■ **本文**
"""
中国人の方は神経質だというお話をしましたが、地震が不安という方のためにエマージェンシーリストを作ったこともあります。「万が一のとき、あなたをこんなふうに守りますよ」というふうにお伝えしたら、非常に喜ばれました。

「たったそれだけのことで」と思われるかもしれませんが、本当にこれだけのことで彼らの私たちに対する評価が変わるのです。

「特別感」を作り出すことで、Win-Winな関係に

ーー積極的なコミュニケーションと気遣いは、富裕層の方以外でも大切にしたいポイントですね。次に、中国人富裕層の市場で、近年のトレンドがあれば教えてください。

コロナ前は、消費というと高級な食事やショッピングが主流でしたが、今はショッピングが6割ほど減っている印象です。代わりに、体験型の消費が増えていますね。

そのため遊学でも観光でも、参加される方が個人では叶えられないことを提供するのが重要になってきます。具体的には、通常はやっていないことが特別にできたりとか、行列に並ばずに優先的に入れたりとか。

日本はルールが厳格ですので、例えば神社なども、ご祈願を受け付ける時間や入れる区域が決まっていますね。それを通常の時間外で受け付けてもらえる、といった対応ができると良いです。
"""
■ **練習問題**
(1) 本文の中の「コロナ前は、消費というと高級な食事やショッピングが主流でしたが、今はショッピングが6割ほど減っている印象です。」という一文を英語にしてください。
(2) 本文から、「ーー積極的なコミュニケーショ」から「験型の消費が増えていますね。」までの部分をすべて抜き出してください。
(3) 本文によると、コロナ前の消費では何が主流でしたか。
このあとに続く行は、本文とは関係のない別の資料です。

■ **資料**
"""
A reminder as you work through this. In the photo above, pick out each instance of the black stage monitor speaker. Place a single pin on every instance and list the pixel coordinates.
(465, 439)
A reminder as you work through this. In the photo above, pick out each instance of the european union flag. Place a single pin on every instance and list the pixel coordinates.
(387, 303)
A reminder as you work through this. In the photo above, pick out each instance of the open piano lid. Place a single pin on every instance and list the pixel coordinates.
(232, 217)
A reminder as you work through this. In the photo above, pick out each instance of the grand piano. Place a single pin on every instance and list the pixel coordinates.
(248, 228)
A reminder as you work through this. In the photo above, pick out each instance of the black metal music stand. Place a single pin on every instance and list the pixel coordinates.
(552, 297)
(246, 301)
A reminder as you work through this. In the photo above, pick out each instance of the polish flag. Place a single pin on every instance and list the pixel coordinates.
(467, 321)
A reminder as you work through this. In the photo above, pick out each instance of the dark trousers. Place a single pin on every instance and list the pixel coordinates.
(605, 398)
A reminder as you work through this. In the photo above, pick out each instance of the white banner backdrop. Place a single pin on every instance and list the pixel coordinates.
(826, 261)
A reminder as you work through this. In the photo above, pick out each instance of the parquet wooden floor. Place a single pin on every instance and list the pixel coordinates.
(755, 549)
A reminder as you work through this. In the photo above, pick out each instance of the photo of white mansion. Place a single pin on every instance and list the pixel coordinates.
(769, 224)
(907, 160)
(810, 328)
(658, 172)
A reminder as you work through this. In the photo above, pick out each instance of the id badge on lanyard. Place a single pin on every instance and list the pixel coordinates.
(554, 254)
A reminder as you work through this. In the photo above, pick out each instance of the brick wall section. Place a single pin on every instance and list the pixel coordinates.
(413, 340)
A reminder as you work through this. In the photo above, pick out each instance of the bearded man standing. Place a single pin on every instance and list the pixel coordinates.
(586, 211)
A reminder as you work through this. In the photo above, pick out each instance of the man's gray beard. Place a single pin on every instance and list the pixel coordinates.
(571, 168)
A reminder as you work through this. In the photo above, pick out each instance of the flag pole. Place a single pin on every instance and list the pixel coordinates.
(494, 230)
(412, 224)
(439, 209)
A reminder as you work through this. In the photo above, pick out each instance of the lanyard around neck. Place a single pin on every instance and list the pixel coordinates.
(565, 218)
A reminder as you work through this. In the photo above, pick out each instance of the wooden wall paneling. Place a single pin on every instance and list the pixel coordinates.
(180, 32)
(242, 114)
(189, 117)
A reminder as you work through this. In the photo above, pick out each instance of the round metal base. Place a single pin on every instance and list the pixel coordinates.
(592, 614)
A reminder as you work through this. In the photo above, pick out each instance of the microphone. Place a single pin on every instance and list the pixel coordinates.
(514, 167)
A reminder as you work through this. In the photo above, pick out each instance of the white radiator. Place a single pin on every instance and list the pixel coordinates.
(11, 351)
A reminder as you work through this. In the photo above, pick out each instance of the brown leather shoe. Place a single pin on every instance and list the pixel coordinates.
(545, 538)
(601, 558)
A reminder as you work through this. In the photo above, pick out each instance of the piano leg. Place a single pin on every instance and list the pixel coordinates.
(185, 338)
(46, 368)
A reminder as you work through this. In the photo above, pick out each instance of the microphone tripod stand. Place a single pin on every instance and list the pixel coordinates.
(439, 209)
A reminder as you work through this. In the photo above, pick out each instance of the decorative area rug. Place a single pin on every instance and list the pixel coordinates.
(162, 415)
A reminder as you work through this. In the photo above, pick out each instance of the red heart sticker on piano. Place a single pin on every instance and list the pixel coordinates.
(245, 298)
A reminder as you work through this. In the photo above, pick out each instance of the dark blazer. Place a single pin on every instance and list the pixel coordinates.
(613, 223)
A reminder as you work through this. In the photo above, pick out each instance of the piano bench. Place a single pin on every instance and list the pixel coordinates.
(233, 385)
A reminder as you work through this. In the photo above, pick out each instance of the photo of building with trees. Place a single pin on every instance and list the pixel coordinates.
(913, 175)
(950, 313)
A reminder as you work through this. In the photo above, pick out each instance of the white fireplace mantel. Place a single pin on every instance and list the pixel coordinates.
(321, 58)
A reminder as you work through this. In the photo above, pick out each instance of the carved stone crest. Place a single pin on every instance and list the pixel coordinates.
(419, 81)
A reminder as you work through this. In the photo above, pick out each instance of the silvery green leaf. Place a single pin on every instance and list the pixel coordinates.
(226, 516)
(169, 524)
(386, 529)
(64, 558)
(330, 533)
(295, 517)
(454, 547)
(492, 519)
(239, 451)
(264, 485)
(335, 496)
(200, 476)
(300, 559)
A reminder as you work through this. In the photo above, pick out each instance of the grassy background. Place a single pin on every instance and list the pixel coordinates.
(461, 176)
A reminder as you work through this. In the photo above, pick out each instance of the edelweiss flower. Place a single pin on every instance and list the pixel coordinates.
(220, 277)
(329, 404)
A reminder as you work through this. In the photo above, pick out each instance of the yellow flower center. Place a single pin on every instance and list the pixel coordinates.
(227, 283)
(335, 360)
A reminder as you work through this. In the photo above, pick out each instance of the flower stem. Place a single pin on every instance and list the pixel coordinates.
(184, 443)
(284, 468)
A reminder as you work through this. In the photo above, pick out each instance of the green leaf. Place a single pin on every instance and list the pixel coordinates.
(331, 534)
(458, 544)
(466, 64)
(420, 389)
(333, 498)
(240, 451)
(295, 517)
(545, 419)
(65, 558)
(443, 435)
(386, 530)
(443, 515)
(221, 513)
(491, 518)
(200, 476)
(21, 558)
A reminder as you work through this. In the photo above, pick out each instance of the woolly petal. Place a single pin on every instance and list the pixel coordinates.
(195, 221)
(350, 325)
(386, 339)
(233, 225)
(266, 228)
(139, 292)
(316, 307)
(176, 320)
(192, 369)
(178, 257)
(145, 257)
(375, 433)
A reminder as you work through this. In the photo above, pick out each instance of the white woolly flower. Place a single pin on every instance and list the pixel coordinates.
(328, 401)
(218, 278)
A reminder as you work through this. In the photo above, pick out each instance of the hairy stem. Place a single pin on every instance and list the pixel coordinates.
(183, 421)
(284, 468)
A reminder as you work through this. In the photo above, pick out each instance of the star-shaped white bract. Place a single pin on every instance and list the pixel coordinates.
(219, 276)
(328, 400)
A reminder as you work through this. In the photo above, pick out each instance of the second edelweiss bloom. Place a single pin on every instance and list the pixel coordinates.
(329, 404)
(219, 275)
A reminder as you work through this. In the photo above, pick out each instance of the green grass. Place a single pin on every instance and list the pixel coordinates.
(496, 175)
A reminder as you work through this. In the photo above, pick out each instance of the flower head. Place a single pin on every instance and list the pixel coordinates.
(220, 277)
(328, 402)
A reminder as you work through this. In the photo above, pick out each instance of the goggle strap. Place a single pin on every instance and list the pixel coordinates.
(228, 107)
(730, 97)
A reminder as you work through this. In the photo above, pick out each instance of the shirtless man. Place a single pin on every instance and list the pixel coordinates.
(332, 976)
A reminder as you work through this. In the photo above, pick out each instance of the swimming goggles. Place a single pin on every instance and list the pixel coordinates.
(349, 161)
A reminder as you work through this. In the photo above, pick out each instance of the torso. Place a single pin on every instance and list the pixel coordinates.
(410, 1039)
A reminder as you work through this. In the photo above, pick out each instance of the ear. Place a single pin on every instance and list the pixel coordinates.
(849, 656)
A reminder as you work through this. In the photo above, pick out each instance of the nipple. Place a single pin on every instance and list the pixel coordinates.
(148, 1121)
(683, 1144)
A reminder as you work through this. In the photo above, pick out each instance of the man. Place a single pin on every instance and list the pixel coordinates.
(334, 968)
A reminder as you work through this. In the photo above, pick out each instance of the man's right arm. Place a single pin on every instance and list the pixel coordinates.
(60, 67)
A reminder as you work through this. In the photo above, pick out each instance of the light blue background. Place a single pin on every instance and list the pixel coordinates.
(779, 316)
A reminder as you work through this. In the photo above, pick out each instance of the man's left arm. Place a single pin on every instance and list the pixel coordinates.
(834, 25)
"""
■ **解答**
(1) Before COVID, spending mostly meant fine dining and shopping, but my impression is that shopping has now dropped by about 60 percent.

(2)
ーー積極的なコミュニケーションと気遣いは、富裕層の方以外でも大切にしたいポイントですね。次に、中国人富裕層の市場で、近年のトレンドがあれば教えてください。

コロナ前は、消費というと高級な食事やショッピングが主流でしたが、今はショッピングが6割ほど減っている印象です。代わりに、体験型の消費が増えていますね。

(3) 高級な食事やショッピングです。